■ Your objective ■
Extract each line from the items below that contains the string "book". Case counts.

========

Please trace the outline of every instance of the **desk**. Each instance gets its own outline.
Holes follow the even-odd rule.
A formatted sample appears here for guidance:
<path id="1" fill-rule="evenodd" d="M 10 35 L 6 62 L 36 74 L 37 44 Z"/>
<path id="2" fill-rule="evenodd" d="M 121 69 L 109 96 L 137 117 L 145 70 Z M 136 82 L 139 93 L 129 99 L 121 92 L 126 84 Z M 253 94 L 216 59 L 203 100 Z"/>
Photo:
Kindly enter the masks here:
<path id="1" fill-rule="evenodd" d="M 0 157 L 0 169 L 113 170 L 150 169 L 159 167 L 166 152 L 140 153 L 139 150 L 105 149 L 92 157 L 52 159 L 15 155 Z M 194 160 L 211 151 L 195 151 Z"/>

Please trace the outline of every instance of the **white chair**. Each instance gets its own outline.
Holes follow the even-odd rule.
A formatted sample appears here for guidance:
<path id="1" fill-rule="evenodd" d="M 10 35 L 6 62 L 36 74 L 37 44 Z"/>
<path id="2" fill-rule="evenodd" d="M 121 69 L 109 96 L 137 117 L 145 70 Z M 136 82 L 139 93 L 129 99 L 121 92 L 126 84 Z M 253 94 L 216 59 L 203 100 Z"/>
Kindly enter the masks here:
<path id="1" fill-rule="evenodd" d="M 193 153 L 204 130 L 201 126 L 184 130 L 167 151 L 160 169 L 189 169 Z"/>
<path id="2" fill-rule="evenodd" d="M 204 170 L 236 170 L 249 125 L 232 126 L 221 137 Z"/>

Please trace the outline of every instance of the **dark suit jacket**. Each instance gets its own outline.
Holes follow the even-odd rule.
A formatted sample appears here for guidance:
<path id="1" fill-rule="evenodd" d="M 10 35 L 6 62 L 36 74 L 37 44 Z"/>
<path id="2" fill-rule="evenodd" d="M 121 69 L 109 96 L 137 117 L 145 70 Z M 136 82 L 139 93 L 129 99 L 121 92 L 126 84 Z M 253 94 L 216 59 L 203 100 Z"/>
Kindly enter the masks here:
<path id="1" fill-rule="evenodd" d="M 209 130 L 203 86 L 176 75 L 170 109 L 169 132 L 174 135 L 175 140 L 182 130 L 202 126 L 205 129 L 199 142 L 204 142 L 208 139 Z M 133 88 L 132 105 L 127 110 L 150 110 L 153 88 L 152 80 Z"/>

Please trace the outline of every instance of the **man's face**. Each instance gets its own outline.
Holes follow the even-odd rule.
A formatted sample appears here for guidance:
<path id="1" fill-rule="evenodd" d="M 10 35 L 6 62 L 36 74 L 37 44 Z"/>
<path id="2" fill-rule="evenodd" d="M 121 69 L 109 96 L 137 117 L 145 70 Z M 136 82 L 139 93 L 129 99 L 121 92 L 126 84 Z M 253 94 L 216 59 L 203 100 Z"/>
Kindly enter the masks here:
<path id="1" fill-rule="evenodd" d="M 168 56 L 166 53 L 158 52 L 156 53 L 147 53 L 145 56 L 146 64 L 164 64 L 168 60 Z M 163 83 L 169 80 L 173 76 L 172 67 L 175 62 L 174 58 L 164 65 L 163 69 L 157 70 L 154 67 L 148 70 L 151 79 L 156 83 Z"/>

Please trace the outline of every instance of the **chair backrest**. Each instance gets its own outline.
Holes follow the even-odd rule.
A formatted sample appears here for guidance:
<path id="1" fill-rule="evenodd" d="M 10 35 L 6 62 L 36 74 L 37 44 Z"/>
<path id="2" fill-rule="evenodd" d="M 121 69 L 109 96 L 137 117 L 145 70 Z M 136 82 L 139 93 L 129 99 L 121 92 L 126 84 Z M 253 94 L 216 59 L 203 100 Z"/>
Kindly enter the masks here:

========

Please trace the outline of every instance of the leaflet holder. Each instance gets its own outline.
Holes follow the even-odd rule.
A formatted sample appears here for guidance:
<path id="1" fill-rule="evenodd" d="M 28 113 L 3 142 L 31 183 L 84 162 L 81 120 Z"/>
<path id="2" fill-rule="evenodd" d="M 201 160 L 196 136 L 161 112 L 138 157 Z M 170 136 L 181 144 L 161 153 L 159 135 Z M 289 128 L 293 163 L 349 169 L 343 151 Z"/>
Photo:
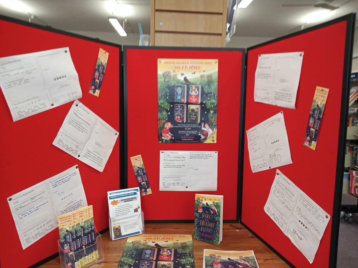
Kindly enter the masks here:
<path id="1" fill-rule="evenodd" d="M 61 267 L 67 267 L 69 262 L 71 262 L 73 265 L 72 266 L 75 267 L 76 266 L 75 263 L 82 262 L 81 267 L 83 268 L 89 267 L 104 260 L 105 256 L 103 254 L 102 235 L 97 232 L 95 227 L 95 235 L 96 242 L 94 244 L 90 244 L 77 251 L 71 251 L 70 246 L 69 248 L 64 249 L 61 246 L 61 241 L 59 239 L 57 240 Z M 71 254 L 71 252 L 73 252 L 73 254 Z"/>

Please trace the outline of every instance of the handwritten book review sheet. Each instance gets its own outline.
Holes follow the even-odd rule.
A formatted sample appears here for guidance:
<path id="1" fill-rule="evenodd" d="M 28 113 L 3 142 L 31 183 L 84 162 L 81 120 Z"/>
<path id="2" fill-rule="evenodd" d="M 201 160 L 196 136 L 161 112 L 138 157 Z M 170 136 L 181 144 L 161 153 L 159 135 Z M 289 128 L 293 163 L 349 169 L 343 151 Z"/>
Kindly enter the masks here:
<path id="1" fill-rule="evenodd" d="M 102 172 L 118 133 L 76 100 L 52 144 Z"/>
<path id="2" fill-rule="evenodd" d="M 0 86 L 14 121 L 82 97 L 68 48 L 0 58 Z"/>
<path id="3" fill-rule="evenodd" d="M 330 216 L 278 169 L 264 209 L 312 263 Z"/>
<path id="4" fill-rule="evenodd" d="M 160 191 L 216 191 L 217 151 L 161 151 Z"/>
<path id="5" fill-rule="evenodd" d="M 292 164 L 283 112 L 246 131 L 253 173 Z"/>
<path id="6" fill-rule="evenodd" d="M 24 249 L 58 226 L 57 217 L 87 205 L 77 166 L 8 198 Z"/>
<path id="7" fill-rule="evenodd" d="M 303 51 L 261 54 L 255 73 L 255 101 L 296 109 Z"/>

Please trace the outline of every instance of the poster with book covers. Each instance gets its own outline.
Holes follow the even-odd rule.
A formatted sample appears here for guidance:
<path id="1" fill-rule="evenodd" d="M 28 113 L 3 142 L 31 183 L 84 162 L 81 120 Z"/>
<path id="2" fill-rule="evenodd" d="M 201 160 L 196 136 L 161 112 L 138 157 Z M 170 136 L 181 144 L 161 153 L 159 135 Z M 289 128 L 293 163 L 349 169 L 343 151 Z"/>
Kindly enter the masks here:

========

■ Result of the exercise ■
Please trace the outline of every instance of the handwritten book review sheet. Each instance gets its own outline.
Please trace the outline of every instance of the poster with book covers. Each instance gets its own outline.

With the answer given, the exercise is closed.